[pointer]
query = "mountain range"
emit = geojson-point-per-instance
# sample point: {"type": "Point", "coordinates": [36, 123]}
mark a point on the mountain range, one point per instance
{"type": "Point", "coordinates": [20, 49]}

* **WHAT YOU SHOULD DO**: Give back the full listing above, exactly as it reads.

* **SOLUTION BELOW**:
[pointer]
query = "mountain range"
emit = geojson-point-per-instance
# sample point: {"type": "Point", "coordinates": [36, 123]}
mark a point on the mountain range, one point per instance
{"type": "Point", "coordinates": [20, 49]}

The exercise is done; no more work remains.